(Object point labels)
##############################

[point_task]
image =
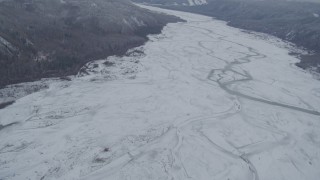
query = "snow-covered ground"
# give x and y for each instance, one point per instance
(204, 101)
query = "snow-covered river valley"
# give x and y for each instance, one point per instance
(200, 101)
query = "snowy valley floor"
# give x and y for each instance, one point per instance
(204, 101)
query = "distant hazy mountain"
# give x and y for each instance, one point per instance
(43, 38)
(201, 2)
(174, 2)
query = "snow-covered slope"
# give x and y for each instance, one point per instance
(204, 101)
(197, 2)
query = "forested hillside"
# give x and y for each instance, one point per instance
(45, 38)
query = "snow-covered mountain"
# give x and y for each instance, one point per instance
(174, 2)
(45, 38)
(200, 101)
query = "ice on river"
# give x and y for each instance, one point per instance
(204, 101)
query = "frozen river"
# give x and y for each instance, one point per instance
(200, 101)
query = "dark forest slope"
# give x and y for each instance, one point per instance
(45, 38)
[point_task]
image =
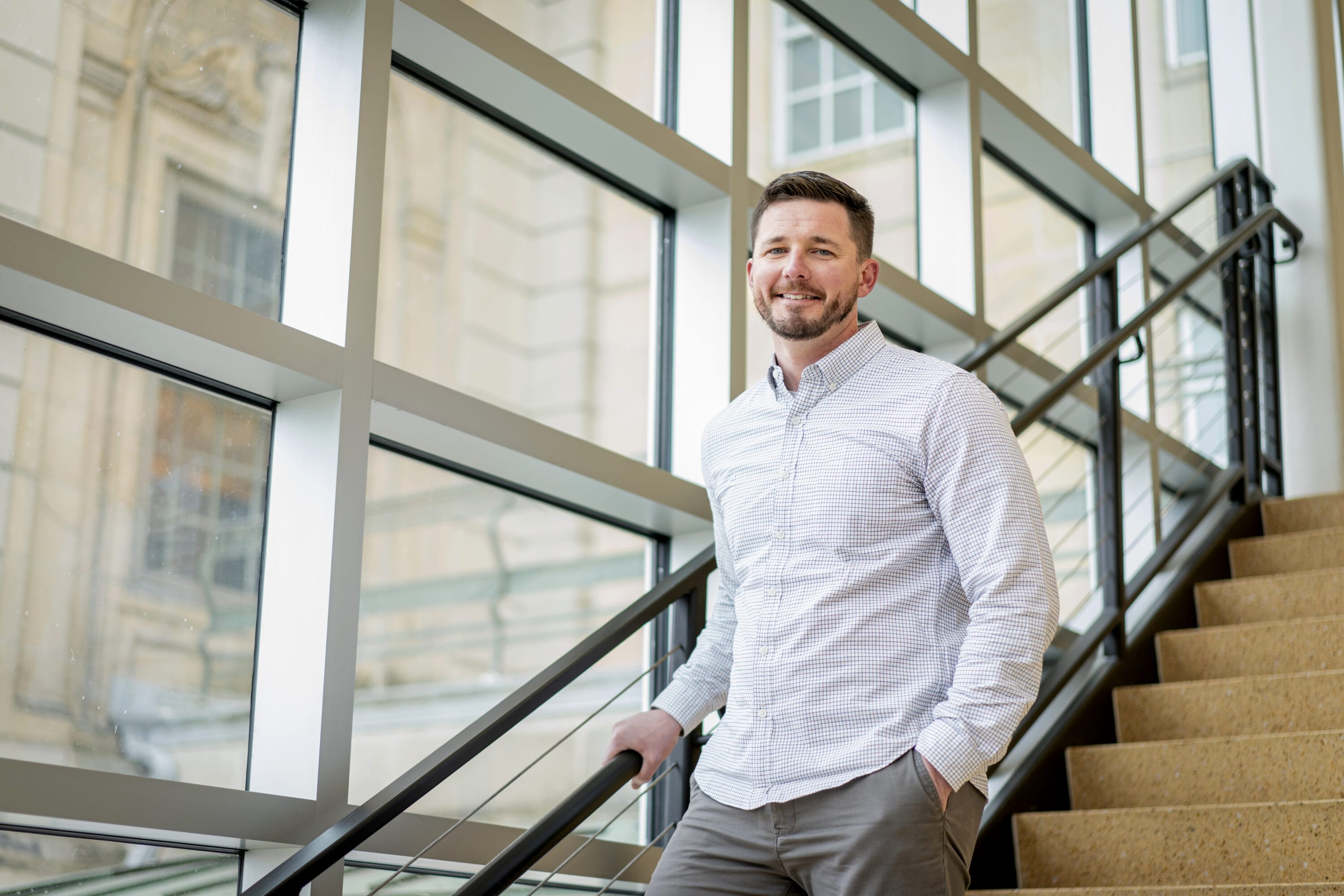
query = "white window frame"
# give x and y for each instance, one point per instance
(1171, 23)
(784, 99)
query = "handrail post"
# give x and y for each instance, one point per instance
(1233, 209)
(681, 625)
(1266, 347)
(1111, 539)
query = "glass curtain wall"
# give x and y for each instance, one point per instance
(156, 134)
(1031, 46)
(613, 45)
(514, 277)
(131, 536)
(816, 107)
(470, 590)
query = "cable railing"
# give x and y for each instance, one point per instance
(1241, 264)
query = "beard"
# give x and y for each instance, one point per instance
(791, 324)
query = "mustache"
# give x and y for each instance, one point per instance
(788, 287)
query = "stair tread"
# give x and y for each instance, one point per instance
(1291, 841)
(1240, 769)
(1285, 595)
(1252, 648)
(1288, 552)
(1241, 706)
(1304, 513)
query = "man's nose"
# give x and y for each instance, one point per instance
(796, 267)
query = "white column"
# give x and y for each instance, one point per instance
(949, 194)
(1300, 127)
(310, 605)
(1111, 62)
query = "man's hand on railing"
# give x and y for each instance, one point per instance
(651, 734)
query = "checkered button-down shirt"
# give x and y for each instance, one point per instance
(885, 578)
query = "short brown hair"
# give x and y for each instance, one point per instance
(814, 185)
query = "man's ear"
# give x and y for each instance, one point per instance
(869, 277)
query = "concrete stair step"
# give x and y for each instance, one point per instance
(1292, 552)
(1203, 771)
(1215, 890)
(1252, 649)
(1222, 707)
(1284, 843)
(1300, 515)
(1292, 595)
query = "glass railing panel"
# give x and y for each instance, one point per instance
(816, 107)
(34, 864)
(160, 139)
(513, 277)
(132, 508)
(468, 591)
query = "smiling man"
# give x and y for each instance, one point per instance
(886, 594)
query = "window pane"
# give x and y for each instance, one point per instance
(1191, 34)
(131, 535)
(820, 127)
(804, 64)
(843, 65)
(468, 590)
(806, 125)
(513, 277)
(1031, 248)
(54, 866)
(889, 108)
(1178, 119)
(849, 112)
(166, 148)
(615, 45)
(1029, 45)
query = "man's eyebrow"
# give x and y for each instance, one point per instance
(818, 238)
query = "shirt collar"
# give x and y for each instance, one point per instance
(838, 366)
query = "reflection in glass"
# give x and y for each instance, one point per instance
(131, 536)
(468, 591)
(615, 45)
(513, 277)
(56, 866)
(824, 111)
(1030, 248)
(1030, 46)
(1178, 112)
(164, 144)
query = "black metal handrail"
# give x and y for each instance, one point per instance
(1245, 233)
(558, 824)
(347, 835)
(1008, 335)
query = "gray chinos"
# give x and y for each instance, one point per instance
(879, 835)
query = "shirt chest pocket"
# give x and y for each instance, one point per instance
(854, 491)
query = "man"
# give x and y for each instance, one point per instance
(886, 594)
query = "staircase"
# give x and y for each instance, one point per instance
(1229, 775)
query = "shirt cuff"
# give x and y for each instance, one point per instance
(683, 704)
(951, 751)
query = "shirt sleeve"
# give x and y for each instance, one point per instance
(701, 685)
(979, 487)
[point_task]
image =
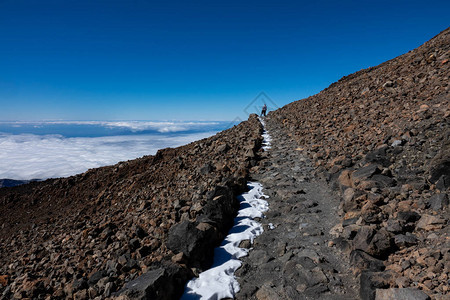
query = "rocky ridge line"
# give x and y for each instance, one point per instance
(381, 137)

##############################

Output the lines above in full and exactly as given, omitting any pictures.

Right answer =
[point_task]
image =
query = "snow-covered ground"
# give x and y for each instance, one point per instance
(204, 101)
query = "snow-covered river valley"
# give x and y for each instance, one point per instance
(200, 101)
query = "snowy valley floor"
# give x and y for each instance, one point per instance
(204, 101)
query = "distant hazy mountain"
# give x and y for each instance, one point per instance
(43, 38)
(201, 2)
(174, 2)
query = "snow-covered slope"
# give x and y for each instance, one point per instance
(204, 101)
(197, 2)
query = "forested hillside"
# give x and y for each instance, one point per instance
(45, 38)
query = "snow-covered mountain"
# give x and y for each instance, one point per instance
(174, 2)
(45, 38)
(200, 101)
query = "ice on river"
# give x and y for each instance, one point per instance
(204, 101)
query = "frozen river"
# give x and y for each instance, one point per instance
(200, 101)
query = "dark forest slope"
# give x and y for each instance, one point per instance
(45, 38)
[point_task]
image =
query = "white window frame"
# give x and y for each instance, one point per instance
(1171, 23)
(784, 99)
query = "handrail post"
# give x and y for each instance, one point per instance
(1233, 209)
(681, 625)
(1266, 347)
(1111, 539)
query = "glass curtain wall"
# give x and y for each instance, one point per instance
(156, 134)
(1031, 46)
(613, 45)
(514, 277)
(131, 536)
(816, 107)
(470, 590)
query = "cable railing"
# give x and y for each instance, one point per instance
(1241, 264)
query = "beard"
# give x and y for each instance, one point per instance
(791, 324)
query = "mustache"
# give x and y for each instance, one point per instance
(788, 287)
query = "stair tread"
# give x and y for each instance, one point per instance
(1291, 841)
(1240, 769)
(1285, 595)
(1252, 648)
(1288, 552)
(1241, 706)
(1304, 513)
query = "man's nose"
# give x and y for each instance, one point per instance
(796, 267)
query = "white column"
# give x and y for each instance, one point per instance
(949, 194)
(1300, 127)
(310, 605)
(1111, 62)
query = "man's hand on railing"
# give x and y for each instance, one point per instance
(651, 734)
query = "checkered button-down shirt"
# give x and y for each instance, one point per instance
(885, 578)
query = "short brown hair"
# give x and y for each instance, one point per instance
(814, 185)
query = "man's ear"
# give x and y for each instance, one point per instance
(869, 277)
query = "concrete stair step"
# give x and y for each instance, one point per instance
(1292, 552)
(1203, 771)
(1215, 890)
(1252, 649)
(1222, 707)
(1284, 843)
(1300, 515)
(1292, 595)
query = "glass railing panel"
# give x and y for each instance, one point per instance
(816, 107)
(34, 864)
(160, 139)
(513, 277)
(132, 508)
(468, 591)
query = "smiling man"
# give x and y for each instance, one point per instance
(886, 594)
query = "window pane"
# give x and y for each instance, one point per instance
(1191, 34)
(131, 535)
(820, 127)
(804, 64)
(843, 65)
(468, 590)
(806, 125)
(513, 277)
(1031, 248)
(54, 866)
(889, 108)
(1178, 119)
(849, 112)
(166, 148)
(615, 45)
(1029, 45)
query = "man's eyebrow"
# give x and y for each instance, one point per instance
(818, 238)
query = "shirt collar"
# give x and y for each instance, one point per instance
(838, 366)
query = "reflection in glass"
# give x and y for each instance, one point per instance
(131, 536)
(468, 591)
(615, 45)
(513, 277)
(56, 866)
(824, 111)
(1030, 248)
(1030, 46)
(1178, 112)
(164, 144)
query = "black metal handrail"
# give x and y for each instance, one point per instance
(1245, 233)
(558, 824)
(347, 835)
(1008, 335)
query = "gray chinos"
# give x and y for each instance, one point per instance
(879, 835)
query = "shirt chest pocket"
# give x and y for each instance, one point per instance
(854, 491)
query = "man"
# give x and y for each instance, one point per instance
(886, 594)
query = "staircase"
# give x and y for each instance, one point per instance
(1229, 775)
query = "shirt cuff"
# give x and y for each instance, one point per instance
(683, 704)
(951, 751)
query = "shirt sleeve"
# give x and y for each instance, one point per instance
(701, 685)
(979, 487)
[point_task]
image =
query = "rocky ridge line"
# give x and y for each instance, one point per instance
(381, 137)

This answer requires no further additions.